Collection entries:
** start **

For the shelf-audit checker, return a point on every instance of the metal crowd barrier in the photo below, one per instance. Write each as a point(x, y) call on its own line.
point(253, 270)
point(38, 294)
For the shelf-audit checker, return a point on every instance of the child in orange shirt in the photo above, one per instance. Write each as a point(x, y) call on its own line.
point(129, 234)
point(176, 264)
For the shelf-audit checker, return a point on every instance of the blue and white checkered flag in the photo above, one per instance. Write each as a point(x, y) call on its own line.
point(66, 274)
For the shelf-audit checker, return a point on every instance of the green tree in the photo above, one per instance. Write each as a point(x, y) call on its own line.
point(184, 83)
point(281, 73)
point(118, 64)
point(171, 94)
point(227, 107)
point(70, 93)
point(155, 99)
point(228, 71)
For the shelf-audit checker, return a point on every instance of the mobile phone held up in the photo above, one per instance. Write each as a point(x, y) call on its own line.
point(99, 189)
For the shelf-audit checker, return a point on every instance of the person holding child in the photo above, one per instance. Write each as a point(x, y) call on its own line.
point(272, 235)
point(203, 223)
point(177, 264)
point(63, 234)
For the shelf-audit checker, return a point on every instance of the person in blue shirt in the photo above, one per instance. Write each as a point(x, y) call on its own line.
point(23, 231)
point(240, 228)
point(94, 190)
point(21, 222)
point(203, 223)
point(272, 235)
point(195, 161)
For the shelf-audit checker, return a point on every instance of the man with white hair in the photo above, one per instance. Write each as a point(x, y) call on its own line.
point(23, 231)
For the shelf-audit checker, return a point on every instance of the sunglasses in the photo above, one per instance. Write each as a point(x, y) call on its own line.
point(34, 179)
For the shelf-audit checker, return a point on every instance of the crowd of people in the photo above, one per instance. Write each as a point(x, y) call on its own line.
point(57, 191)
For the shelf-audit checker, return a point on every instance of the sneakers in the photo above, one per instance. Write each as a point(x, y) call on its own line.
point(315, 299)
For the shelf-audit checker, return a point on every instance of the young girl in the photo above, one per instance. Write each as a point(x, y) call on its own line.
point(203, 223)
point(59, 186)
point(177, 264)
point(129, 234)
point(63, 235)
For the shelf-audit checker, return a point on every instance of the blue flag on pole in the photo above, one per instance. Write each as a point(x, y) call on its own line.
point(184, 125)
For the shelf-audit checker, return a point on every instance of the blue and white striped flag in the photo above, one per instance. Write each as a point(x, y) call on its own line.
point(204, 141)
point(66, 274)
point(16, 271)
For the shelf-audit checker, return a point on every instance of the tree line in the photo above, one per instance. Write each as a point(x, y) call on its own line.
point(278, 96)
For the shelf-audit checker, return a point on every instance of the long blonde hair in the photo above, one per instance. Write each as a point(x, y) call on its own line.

** end **

Render every line of the data above as a numbered list, leaving out any blank lines.

1. For the shelf-audit checker, return a point on every instance of the metal crowd barrier in the photo below, one per instance. Write each as a point(x, y) call on its own line.
2. point(253, 270)
3. point(38, 294)
4. For the shelf-audit checker, return a point on every instance of the child in orange shirt in the photo above, one per instance. Write each as a point(x, y) call on its own line.
5. point(129, 234)
6. point(176, 264)
7. For the shelf-audit checker, return a point on every instance of the blue and white checkered flag in the photo above, one per instance. Write each as a point(x, y) call on its own line.
8. point(66, 274)
9. For the shelf-audit checker, return a point on every instance of the green tree in the photo above, one per instance. Write each as a point(x, y) call on its own line.
10. point(184, 83)
11. point(281, 73)
12. point(118, 64)
13. point(171, 94)
14. point(227, 107)
15. point(70, 93)
16. point(155, 99)
17. point(228, 71)
18. For the shelf-audit checker, return a point on every instance of the mobile phone held up in the photo above, one per instance. Write each as a point(x, y) call on its own line.
19. point(99, 189)
20. For the shelf-audit checker, return a point on every instance of the person holding child in the photo above, one per instance. Write each as a point(x, y) call on its own line.
21. point(272, 235)
22. point(203, 223)
23. point(177, 264)
24. point(63, 234)
25. For the shelf-audit checker, return a point on every instance of the person in blue shirt in the photo above, one per instance. Write each as a point(x, y) call on its own line.
26. point(23, 231)
27. point(240, 228)
28. point(94, 190)
29. point(21, 222)
30. point(203, 223)
31. point(272, 235)
32. point(195, 161)
33. For the shelf-audit checker, return a point on every instance of the man with white hair in the photo above, one per instance. Write each as a point(x, y) call on its own line.
34. point(23, 231)
35. For the shelf-audit checker, return a point on every instance of the sunglasses in the photo above, one per instance. Write each as a point(x, y) call on its own line.
36. point(34, 179)
37. For the shelf-audit checker, return a point on every instance of the crowd of people in the photo above, one per instance. Write each as a point(x, y) call on its own line.
38. point(57, 191)
39. For the shelf-audit checker, return a point on every instance of the sneakers in the photo above, one per instance. Write each as a point(x, y) call on its own line.
40. point(315, 299)
41. For the shelf-audit checker, return a point on every instance of the young girl in the photo above, one per instance. Write each as a point(x, y) call on its own line.
42. point(203, 223)
43. point(59, 186)
44. point(177, 264)
45. point(129, 234)
46. point(63, 235)
47. For the shelf-audit checker, return a point on every instance of the blue flag on pole in the photo above, one per instance. Write each as a point(x, y) call on its own line.
48. point(184, 125)
49. For the shelf-audit checker, return a point on every instance of the blue and white striped flag in the photo above, one per instance. Write each as a point(x, y) call on its own line.
50. point(204, 141)
51. point(66, 274)
52. point(16, 271)
53. For the shelf-audit checker, return a point on every instance of the tree line in the photo above, one per instance. Write each as a point(x, y) call on its own line.
54. point(278, 96)
55. For the shelf-audit checker, return a point on every instance of the long blonde hair in the photo above, one per instance. Write each as a point(x, y) call on its own line.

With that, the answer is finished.